BLOC DE TEXTE —
===============

Par votre expérience, vous êtes plus spécifiquement lié à l'Asie et à l'Afrique, plus précisément à l'immigration et aux réfugiés en provenance de pays qui ont vécu, durant le dernier demi-siècle, des chocs profonds : le Laos, le Cambodge ou le Congo. Votre engagement actuel dans la coopération signifie-t-il un changement d’orientation ?
Armand Heiniger - La question de l'immigration et de l'asile, tout comme celle de la coopération au développement, font partie pour moi d'un tout indissociable. Dans mon cas, cet engagement découle d’une exigence de mes valeurs chrétiennes, d’une exigence de l'Evangile en faveur de davantage de justice et d'attention envers les plus pauvres et les plus marginalisés. Notre expérience dans le Sud-Est asiatique, durant et après la guerre anti-coloniale, nous a beaucoup sensibilisés à la réalité d'un monde qui n'a pas grand-chose à voir avec la sécurité du quotidien helvétique. Durant 17 ans, nous avons vécu la souffrance de cette région bouleversée. Nous avons été confrontés à la nécessité de prendre une responsabilité à l’endroit des gens que nous avions côtoyés sur place. Et c'est dans ce contexte que j'ai commencé à collaborer, depuis 16 ans, à « Unité ». D'abord comme expert pour définir les projets et ensuite comme président, ce qui correspond parfaitement à mes convictions de prêter attention aux plus faibles et aux plus « petits »...

===============

OBJECTIF —
Poursuivez l'entretien avec Armand Heiniger sur son engagement auprès des plus pauvres, en reprenant juste après la dernière phrase de sa réponse.

EXTRAIT DE DONNÉES —
===============

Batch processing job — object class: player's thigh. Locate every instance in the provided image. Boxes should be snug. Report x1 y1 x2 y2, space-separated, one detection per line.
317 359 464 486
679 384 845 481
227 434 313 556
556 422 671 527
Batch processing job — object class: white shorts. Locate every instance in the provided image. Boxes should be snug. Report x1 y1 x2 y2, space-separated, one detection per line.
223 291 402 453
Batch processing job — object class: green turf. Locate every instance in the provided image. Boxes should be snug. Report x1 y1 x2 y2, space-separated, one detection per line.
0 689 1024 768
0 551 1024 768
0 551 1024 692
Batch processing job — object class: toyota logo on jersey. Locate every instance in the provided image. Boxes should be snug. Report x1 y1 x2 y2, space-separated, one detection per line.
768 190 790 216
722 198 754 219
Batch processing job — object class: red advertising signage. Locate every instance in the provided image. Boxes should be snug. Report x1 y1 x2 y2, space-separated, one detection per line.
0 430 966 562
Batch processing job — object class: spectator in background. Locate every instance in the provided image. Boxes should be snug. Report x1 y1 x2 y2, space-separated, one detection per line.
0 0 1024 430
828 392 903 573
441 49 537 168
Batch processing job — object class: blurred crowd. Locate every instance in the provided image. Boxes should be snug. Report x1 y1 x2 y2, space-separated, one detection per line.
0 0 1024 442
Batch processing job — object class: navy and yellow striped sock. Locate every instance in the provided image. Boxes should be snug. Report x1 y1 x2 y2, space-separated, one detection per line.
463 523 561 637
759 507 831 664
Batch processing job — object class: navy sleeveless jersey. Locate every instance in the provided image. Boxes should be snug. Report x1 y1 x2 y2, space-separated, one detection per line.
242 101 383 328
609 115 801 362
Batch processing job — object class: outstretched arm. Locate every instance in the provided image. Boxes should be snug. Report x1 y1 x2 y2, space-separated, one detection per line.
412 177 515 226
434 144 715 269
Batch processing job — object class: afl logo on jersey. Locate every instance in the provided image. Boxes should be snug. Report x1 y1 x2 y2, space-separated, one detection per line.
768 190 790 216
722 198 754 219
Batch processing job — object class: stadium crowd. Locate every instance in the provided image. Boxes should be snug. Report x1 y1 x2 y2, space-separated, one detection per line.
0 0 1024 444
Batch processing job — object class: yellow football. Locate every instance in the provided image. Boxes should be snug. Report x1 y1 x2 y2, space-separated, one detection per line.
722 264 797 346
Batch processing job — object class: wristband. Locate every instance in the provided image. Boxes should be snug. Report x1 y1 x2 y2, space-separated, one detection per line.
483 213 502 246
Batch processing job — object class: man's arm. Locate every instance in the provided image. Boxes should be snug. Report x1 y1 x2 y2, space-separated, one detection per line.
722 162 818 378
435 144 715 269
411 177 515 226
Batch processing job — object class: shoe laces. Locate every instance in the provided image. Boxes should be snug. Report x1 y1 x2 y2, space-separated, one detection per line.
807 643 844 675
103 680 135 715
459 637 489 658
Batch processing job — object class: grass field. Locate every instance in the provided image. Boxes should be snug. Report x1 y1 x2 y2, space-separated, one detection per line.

===============

CORRIGÉ DE L'EXERCICE —
Ce que le coopérant laisse au Sud...
Avec une histoire aussi riche en matière de coopération, comment concevez-vous le rôle des volontaires suisses qui travaillent dans le Sud ?
Armand Heiniger - Durant les quelques années où j’ai été représentant consulaire de la Suisse au Laos, j'ai vu toutes sortes de projets et j'ai pu observer les conséquences de certains d'entre eux, qui ont disparu par la suite. Je suis persuadé que l’échange de personnes est une meilleure option pour travailler avec nos partenaires du Sud et transmettre un esprit de service plutôt qu'une logique de profit.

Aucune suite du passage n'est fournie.